(Exercise aim) Extract only the first line of the listing and every line after it up to and including the one with "positive clicks: (309, 1223)". Omit the pictures.

(Source information)
—————
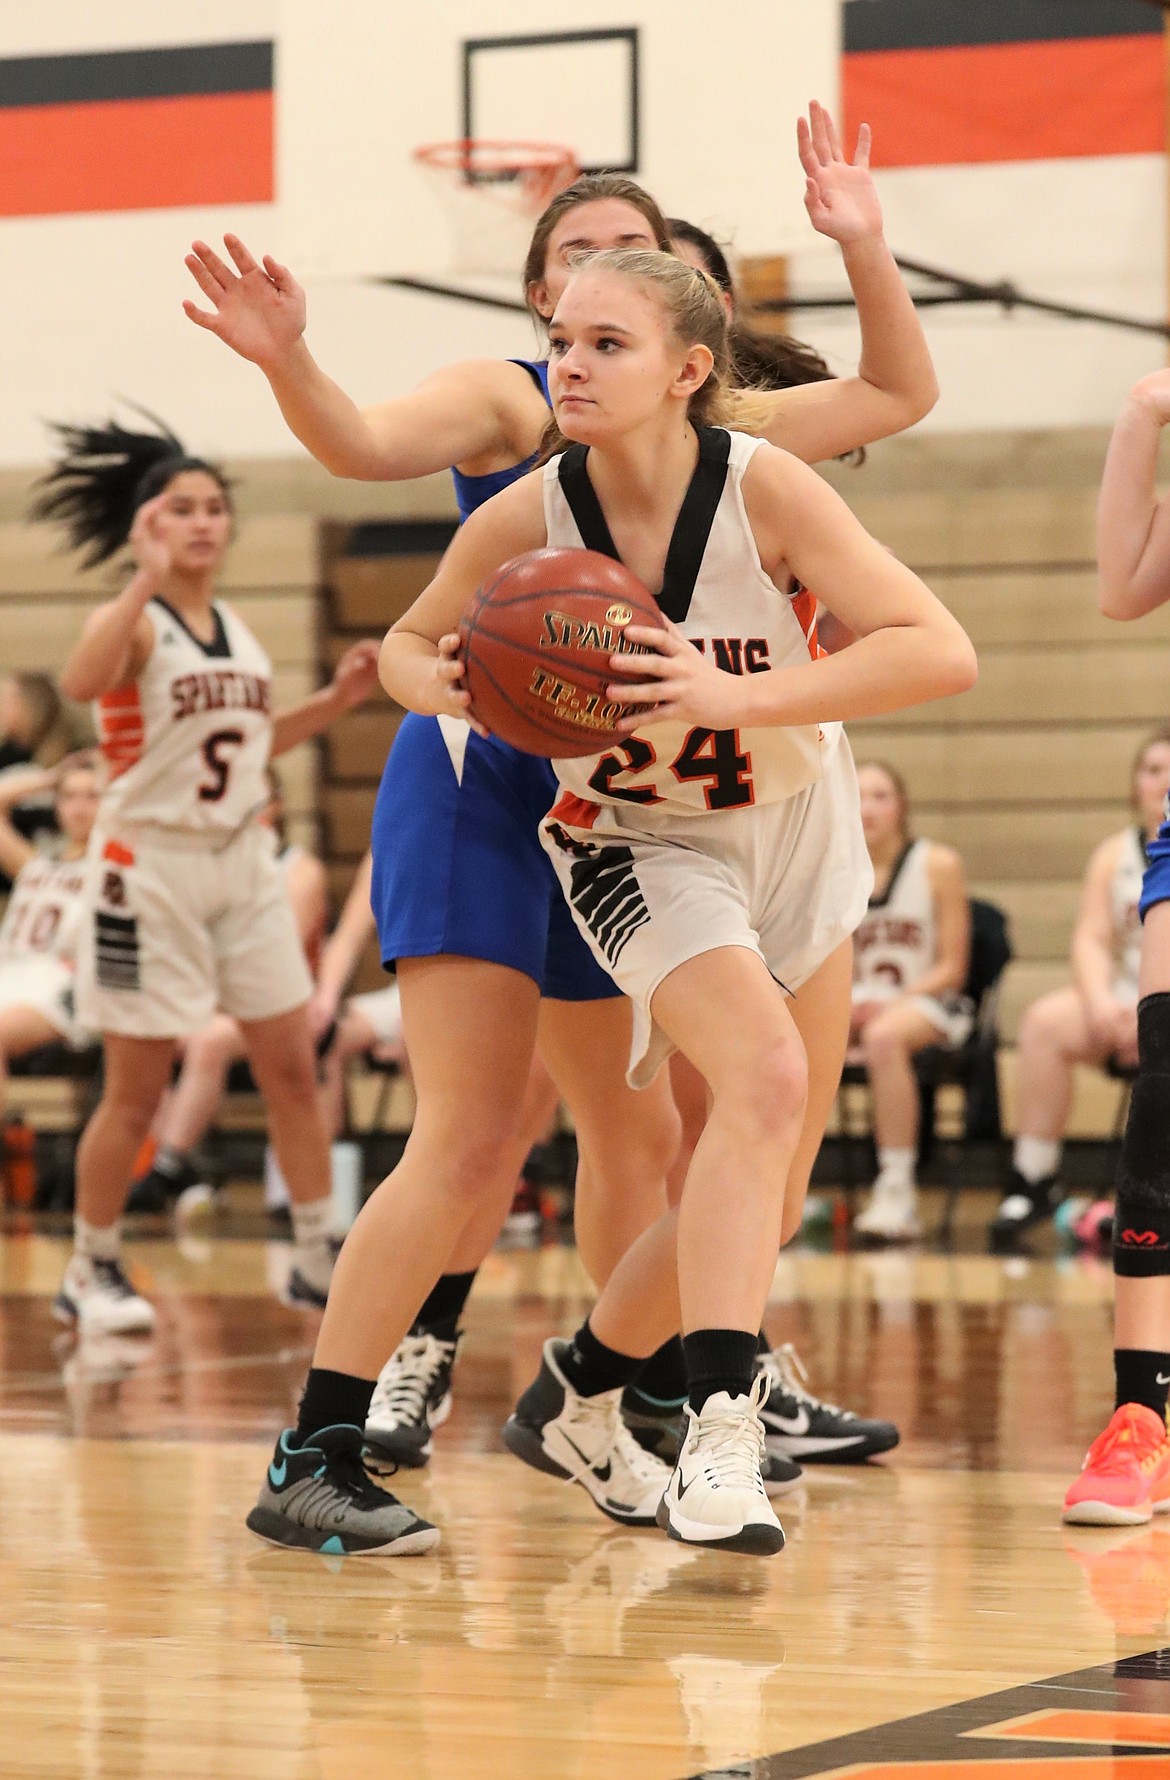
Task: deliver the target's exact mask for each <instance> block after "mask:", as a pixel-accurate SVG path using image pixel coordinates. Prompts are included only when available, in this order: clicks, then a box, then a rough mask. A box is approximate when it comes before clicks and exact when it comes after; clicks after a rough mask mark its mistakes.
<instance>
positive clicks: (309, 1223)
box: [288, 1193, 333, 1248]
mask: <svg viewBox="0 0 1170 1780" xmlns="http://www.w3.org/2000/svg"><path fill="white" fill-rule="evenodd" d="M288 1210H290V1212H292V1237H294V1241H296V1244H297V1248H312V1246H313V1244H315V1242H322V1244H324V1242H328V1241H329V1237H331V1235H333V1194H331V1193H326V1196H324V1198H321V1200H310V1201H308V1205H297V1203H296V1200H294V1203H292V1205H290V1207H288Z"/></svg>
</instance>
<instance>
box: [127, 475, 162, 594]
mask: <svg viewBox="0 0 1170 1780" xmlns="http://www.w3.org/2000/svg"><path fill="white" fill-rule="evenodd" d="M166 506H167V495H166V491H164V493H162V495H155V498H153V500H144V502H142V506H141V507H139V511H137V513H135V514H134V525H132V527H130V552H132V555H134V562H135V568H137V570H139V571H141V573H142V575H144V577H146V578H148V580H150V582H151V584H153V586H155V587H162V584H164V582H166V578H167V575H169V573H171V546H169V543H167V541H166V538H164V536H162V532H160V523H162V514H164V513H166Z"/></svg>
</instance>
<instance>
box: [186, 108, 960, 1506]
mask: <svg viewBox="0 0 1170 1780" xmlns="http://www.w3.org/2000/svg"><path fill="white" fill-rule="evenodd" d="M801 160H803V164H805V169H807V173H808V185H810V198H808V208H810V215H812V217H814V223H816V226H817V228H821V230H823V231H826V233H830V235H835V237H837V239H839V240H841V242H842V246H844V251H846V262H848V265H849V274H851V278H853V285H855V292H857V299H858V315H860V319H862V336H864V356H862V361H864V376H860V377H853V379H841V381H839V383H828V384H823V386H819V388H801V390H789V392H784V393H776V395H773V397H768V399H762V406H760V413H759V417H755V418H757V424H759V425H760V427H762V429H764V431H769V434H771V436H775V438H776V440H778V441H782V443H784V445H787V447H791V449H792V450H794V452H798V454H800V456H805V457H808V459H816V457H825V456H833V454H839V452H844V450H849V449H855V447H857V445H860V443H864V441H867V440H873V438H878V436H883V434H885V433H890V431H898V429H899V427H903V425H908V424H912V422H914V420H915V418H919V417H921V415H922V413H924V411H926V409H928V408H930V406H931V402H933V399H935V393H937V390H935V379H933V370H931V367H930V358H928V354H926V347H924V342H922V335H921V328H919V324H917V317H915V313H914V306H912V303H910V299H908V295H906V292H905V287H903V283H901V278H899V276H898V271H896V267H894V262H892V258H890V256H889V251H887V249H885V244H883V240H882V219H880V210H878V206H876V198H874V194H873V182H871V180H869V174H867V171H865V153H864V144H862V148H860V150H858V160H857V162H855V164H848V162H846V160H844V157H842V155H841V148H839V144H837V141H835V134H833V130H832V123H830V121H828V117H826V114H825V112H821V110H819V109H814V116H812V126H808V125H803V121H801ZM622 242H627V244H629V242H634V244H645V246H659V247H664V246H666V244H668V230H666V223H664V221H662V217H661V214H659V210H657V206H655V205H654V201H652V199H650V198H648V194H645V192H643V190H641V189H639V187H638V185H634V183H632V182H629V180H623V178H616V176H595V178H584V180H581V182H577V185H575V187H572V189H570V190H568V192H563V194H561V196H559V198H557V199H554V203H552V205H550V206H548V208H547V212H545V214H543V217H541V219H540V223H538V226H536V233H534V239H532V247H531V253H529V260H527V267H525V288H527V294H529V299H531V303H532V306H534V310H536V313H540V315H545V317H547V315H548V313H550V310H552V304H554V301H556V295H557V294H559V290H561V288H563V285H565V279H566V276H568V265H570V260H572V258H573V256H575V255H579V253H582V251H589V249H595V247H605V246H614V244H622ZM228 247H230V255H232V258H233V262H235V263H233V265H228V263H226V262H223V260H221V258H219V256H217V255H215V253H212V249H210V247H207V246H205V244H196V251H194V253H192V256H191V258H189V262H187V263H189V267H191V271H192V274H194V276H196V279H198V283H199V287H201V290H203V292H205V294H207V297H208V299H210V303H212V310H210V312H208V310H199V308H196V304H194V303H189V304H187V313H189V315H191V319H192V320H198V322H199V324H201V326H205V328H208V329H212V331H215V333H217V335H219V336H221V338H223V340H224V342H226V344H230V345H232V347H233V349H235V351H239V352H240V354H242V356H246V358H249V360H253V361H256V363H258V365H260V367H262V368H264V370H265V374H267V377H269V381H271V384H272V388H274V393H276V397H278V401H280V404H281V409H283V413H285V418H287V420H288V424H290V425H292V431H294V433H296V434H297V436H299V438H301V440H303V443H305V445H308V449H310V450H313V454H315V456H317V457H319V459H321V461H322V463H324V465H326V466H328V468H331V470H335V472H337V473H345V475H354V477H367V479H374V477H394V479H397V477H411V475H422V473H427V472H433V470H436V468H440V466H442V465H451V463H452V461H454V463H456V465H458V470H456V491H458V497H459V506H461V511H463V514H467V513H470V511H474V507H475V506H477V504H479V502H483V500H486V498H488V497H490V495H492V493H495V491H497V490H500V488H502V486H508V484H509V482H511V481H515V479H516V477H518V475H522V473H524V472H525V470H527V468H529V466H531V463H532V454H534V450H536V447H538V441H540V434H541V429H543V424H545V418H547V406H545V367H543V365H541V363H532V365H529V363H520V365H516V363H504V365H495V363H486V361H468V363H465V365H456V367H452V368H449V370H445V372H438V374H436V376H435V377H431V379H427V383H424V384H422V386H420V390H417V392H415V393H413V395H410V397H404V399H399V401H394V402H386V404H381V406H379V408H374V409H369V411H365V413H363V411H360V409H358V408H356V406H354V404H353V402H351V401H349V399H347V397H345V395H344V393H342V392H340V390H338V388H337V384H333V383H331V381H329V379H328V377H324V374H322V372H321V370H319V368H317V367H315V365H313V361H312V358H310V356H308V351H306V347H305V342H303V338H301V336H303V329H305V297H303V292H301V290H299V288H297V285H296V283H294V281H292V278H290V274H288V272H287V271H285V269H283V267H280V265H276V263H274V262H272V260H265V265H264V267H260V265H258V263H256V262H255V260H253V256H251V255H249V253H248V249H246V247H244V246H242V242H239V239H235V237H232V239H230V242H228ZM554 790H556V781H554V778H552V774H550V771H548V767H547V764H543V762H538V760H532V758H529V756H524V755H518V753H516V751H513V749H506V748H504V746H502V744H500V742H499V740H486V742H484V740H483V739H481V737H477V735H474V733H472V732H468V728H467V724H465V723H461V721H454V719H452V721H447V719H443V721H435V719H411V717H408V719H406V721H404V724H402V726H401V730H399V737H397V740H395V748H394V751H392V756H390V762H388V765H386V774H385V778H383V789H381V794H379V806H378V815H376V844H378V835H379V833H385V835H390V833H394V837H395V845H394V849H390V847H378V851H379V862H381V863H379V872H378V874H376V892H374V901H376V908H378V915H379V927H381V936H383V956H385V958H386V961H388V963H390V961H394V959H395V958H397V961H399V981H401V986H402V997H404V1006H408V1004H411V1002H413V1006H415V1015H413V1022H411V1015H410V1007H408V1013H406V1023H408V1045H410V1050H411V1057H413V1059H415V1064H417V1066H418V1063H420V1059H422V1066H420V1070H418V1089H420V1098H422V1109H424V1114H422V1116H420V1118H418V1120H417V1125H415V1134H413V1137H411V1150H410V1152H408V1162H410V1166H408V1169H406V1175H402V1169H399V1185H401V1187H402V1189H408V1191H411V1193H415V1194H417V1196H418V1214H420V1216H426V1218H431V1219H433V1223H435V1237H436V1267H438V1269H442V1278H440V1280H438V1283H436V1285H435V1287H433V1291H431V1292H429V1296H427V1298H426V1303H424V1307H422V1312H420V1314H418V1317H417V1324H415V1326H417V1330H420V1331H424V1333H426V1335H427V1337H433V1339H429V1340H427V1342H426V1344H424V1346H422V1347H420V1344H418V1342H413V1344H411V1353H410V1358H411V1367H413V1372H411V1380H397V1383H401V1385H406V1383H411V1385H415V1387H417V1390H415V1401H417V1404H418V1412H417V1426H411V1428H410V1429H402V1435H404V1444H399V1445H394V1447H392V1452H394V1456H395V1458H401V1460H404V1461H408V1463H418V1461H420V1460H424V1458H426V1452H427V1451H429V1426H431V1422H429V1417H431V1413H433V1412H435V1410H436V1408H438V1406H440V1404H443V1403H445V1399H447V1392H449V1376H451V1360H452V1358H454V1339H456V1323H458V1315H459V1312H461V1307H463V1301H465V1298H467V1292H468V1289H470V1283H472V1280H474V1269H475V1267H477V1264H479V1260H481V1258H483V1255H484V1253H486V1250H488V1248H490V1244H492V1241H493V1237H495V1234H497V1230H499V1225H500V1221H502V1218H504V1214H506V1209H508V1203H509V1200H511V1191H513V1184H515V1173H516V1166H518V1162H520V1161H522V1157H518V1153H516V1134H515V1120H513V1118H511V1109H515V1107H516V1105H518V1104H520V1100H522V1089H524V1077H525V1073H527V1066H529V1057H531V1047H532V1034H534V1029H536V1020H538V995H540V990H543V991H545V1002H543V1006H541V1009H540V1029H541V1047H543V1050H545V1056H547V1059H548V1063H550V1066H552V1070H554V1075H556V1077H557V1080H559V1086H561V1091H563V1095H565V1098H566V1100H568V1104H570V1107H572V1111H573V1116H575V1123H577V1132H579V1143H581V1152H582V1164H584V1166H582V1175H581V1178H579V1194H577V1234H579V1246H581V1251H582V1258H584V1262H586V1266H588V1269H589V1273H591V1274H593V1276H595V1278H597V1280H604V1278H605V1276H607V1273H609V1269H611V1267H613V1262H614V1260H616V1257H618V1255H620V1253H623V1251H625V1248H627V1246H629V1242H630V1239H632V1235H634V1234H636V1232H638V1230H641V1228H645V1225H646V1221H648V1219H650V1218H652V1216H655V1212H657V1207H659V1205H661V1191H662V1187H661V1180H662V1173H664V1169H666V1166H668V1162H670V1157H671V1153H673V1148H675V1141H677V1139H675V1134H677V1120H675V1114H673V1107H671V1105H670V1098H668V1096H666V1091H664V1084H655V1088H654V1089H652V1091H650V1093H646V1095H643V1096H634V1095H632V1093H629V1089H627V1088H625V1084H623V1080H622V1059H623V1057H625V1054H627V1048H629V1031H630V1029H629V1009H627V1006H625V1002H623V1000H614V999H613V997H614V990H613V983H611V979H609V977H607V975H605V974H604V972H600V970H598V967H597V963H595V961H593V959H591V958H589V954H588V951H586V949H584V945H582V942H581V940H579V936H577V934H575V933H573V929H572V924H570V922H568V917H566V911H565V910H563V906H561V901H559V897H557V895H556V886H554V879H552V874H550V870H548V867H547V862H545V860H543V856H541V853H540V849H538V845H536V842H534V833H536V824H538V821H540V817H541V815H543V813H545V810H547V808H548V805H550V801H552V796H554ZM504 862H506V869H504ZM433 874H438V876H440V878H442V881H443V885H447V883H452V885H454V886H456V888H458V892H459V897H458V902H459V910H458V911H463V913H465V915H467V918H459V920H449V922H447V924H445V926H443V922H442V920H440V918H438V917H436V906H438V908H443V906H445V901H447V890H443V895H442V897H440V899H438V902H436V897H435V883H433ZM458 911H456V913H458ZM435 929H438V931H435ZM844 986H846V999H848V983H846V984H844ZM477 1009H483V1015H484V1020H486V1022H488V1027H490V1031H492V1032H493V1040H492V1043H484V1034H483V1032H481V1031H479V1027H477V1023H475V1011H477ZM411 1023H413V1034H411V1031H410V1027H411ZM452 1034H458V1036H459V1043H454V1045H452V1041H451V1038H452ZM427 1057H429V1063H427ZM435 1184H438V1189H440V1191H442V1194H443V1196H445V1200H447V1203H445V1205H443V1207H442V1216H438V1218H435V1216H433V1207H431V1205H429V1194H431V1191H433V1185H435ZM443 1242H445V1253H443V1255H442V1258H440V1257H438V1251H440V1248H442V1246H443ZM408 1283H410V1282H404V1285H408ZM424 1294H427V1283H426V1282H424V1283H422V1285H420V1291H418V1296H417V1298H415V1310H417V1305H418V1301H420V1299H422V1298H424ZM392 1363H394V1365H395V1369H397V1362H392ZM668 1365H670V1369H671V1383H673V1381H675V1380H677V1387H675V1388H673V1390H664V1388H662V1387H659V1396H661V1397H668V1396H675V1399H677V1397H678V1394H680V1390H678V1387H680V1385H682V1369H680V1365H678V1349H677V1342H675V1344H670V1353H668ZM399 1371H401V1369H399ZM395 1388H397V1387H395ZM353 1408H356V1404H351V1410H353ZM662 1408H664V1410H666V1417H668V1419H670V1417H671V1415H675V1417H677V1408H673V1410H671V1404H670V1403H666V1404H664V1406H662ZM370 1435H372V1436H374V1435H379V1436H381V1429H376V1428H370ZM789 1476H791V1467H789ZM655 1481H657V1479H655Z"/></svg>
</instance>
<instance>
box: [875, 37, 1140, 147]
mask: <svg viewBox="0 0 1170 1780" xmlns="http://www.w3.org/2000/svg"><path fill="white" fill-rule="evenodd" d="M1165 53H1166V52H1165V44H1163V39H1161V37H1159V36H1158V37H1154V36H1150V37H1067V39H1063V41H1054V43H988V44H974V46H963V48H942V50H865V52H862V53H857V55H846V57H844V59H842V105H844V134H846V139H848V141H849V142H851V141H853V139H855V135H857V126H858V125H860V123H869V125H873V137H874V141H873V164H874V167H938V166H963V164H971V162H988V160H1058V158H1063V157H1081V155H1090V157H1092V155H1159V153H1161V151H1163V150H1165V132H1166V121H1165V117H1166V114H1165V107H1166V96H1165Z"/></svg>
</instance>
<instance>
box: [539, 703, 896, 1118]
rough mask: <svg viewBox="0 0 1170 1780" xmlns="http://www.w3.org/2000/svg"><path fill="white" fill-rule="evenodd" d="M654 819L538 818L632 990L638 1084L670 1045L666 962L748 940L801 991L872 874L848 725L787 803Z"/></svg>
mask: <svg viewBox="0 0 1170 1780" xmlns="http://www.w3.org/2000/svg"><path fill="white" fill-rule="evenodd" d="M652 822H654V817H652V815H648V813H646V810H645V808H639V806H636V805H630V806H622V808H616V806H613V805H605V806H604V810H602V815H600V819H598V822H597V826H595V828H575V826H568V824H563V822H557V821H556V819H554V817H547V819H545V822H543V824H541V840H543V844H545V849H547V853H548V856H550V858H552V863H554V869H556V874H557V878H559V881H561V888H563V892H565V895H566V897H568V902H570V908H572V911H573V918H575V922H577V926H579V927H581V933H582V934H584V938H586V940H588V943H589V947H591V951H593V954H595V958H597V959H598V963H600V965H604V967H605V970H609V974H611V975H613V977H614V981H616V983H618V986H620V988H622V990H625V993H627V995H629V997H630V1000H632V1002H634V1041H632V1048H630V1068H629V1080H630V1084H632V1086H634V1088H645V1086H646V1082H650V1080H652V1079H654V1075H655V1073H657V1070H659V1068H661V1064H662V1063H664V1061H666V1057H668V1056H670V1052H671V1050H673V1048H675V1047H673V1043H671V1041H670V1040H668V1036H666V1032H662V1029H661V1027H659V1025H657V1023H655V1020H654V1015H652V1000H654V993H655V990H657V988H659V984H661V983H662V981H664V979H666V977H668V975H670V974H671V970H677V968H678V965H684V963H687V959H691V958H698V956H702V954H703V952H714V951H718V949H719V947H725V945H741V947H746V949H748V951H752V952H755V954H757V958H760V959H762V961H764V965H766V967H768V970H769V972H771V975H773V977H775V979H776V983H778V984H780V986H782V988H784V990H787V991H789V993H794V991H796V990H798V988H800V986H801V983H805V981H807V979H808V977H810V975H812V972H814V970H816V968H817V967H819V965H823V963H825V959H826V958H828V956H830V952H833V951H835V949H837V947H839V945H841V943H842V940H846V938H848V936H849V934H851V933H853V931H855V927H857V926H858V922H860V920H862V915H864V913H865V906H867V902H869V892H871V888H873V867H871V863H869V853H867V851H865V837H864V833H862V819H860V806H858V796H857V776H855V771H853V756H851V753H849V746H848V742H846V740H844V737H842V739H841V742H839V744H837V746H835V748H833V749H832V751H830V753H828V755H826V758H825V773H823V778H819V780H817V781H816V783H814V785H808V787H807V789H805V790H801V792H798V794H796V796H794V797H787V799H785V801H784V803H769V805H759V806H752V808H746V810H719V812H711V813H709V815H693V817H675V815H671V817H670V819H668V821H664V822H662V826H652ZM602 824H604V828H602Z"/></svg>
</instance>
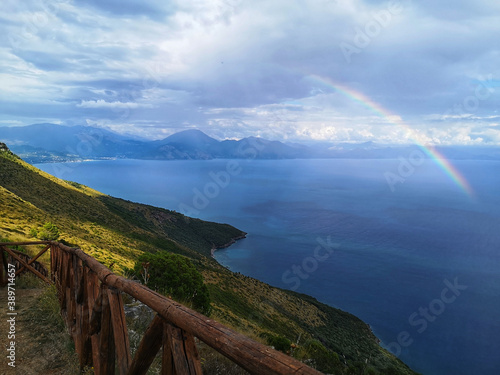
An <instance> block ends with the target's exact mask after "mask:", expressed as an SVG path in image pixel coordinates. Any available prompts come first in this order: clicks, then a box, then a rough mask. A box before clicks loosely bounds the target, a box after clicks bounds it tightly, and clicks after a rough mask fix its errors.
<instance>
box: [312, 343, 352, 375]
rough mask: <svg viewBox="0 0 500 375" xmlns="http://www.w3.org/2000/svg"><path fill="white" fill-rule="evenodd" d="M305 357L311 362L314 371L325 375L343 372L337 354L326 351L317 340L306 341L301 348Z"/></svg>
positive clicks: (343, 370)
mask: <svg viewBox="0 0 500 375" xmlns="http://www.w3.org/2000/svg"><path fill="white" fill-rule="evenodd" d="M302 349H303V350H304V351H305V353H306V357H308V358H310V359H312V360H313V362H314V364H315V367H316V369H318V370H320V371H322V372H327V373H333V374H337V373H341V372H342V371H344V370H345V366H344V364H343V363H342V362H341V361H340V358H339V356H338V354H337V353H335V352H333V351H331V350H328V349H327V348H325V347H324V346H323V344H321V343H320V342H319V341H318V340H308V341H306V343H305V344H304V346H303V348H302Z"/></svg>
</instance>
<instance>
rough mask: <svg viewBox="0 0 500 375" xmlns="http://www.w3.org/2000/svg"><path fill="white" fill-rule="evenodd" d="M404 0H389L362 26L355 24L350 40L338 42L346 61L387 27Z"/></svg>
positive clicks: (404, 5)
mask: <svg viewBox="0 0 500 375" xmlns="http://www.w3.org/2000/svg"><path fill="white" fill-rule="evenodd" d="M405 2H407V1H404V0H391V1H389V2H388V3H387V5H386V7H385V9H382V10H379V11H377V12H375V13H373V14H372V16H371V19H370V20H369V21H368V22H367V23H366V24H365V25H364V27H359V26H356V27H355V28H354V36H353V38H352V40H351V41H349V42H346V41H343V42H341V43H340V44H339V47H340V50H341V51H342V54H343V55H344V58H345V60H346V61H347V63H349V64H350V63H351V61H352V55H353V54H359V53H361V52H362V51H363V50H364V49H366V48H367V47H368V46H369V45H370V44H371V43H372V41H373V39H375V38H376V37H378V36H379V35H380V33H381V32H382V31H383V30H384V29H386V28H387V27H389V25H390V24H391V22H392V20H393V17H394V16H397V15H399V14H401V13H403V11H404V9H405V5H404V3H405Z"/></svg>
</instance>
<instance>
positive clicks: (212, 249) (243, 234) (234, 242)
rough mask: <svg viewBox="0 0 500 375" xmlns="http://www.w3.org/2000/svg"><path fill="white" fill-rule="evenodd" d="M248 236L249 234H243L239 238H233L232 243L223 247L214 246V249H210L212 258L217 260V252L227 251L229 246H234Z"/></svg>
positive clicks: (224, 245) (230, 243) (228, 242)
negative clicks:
—————
(Expected output)
Task: deliver the target's exact mask for each <instance> block after "mask:", as a pixel-accurate SVG path using image pixel coordinates. Prompts are included only when available, in this order: clicks, then a box, then a rough mask. A box is approximate when it comes before clicks and exact when it comes after; clicks after a rough mask mark its mistakes.
<instance>
positive clicks: (309, 1223)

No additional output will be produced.